> **PAGE EXTRACT**
Meg Konig, a photographer and mom in Colorado, first heard the term shortly before she miscarried her daughter, Hope. When she delivered her son, Everett, after her loss, Konig says she wasn't "in love" with the idea of calling her newborn a rainbow baby, partly because she doesn't want to define Everett in relation to Hope.
"For me the term aligned with the idea that we wouldn't have 'tried for another baby' if we had had a successful birth with our previous pregnancy," Konig says. "It's been many years since our miscarriage, but when I think of losing Hope and then of having our son Everett, I think of it as two separate events."
Konig published her thoughts in an essay on the Colorado Springs Moms Collective and discovered she was not alone in her discomfort with the term.
Her baby Hope was not "a kind of tumultuous event that we had to overcome," Konig wrote. She wasn't the storm: "We want to remember her, herself, as the rainbow."
The mom of four echoed Mendoza's feeling that there's pressure to "get over" or "move on" from a loss. Storms pass, and then a rainbow appears. Loss doesn't clear up like a storm does.
"Loss cannot be compared or measured. My loss with Hope was deeply impacting, and I had to work through it for a very long time," she says. "The timeline for grief varies by each person, and there was no grand rule book or timeline for bereavement."
How does it feel to be pregnant after loss?
When Lida Mullarkey became pregnant after two devastating miscarriages, she kept her daughter’s sonograms hidden.

> **SOURCE MATERIAL**
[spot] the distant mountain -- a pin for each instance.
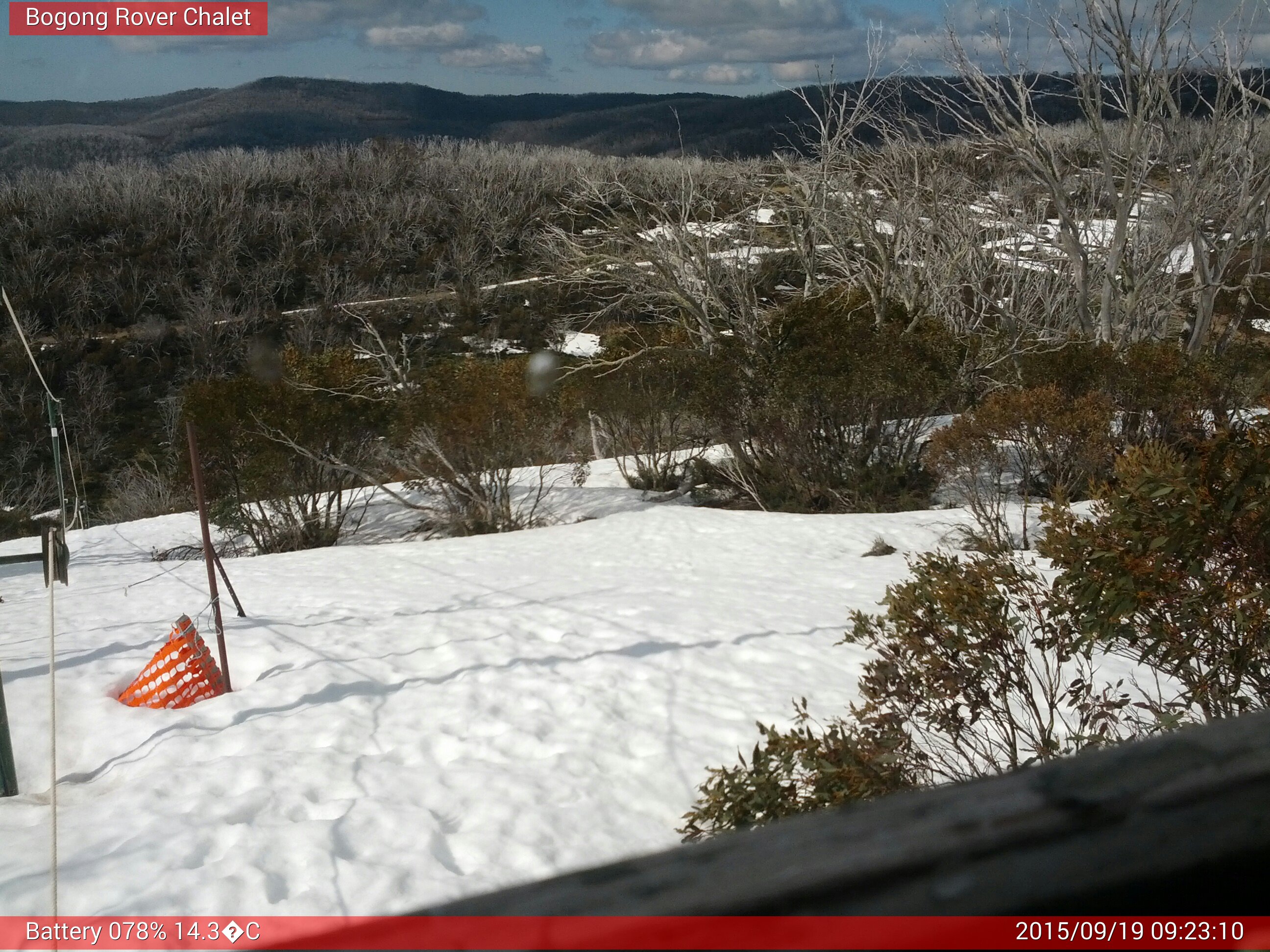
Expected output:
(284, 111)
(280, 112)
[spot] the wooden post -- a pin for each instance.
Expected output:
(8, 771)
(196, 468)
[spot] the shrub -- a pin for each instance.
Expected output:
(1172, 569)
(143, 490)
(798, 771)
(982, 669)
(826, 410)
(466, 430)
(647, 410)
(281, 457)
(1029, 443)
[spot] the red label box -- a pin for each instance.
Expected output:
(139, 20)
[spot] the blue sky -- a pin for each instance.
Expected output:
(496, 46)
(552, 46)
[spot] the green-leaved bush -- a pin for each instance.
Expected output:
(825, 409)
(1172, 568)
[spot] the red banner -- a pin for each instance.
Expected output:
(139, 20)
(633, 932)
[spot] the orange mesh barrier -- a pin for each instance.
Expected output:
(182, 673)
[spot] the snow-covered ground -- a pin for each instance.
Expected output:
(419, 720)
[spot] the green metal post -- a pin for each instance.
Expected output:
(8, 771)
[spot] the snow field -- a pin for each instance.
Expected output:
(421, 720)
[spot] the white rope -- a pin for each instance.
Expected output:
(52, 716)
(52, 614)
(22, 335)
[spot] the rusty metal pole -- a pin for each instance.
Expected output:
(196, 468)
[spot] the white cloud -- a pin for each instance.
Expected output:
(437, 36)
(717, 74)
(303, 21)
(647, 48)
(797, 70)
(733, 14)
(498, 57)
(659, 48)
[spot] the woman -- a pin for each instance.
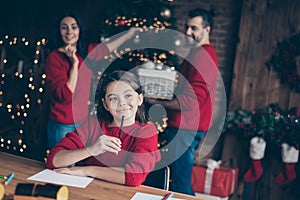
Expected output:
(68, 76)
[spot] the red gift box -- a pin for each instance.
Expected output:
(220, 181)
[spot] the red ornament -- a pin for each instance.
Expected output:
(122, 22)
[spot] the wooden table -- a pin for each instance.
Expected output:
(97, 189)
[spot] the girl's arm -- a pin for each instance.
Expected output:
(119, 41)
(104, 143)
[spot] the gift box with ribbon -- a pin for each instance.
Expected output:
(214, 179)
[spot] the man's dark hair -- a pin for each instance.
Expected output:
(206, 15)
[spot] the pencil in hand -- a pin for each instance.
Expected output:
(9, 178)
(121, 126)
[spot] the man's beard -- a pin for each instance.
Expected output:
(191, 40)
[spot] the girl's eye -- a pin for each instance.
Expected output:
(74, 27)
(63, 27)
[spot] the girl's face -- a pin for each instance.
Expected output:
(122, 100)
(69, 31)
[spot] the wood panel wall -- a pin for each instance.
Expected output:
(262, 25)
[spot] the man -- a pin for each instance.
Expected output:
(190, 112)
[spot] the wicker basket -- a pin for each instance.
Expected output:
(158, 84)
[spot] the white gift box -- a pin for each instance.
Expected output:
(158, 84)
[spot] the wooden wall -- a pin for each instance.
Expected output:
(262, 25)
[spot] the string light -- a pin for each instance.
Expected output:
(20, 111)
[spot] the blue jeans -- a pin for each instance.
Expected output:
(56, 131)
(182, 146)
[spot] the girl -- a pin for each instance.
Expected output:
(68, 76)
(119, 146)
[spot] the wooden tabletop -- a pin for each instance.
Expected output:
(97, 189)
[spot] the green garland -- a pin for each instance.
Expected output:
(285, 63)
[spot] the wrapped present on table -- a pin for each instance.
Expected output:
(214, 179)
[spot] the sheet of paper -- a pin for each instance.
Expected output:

> **WHAT YOU WILL DO**
[1] In the page extract on the term rainbow baby, why did Konig dislike calling her son Everett a rainbow baby? Answer in one to three sentences.
[2] Rewrite the page extract from "Her baby Hope" up to and including "a storm does.", with "tumultuous" changed to "turbulent".
You won't need the rows for these tasks.

> **TASK ANSWERS**
[1] She did not want to define Everett in relation to Hope. To her, the term suggested they would not have tried for another baby if the earlier pregnancy had ended in a successful birth. She thinks of losing Hope and having Everett as two separate events.

[2]
Her baby Hope was not "a kind of turbulent event that we had to overcome," Konig wrote. She wasn't the storm: "We want to remember her, herself, as the rainbow."
The mom of four echoed Mendoza's feeling that there's pressure to "get over" or "move on" from a loss. Storms pass, and then a rainbow appears. Loss doesn't clear up like a storm does.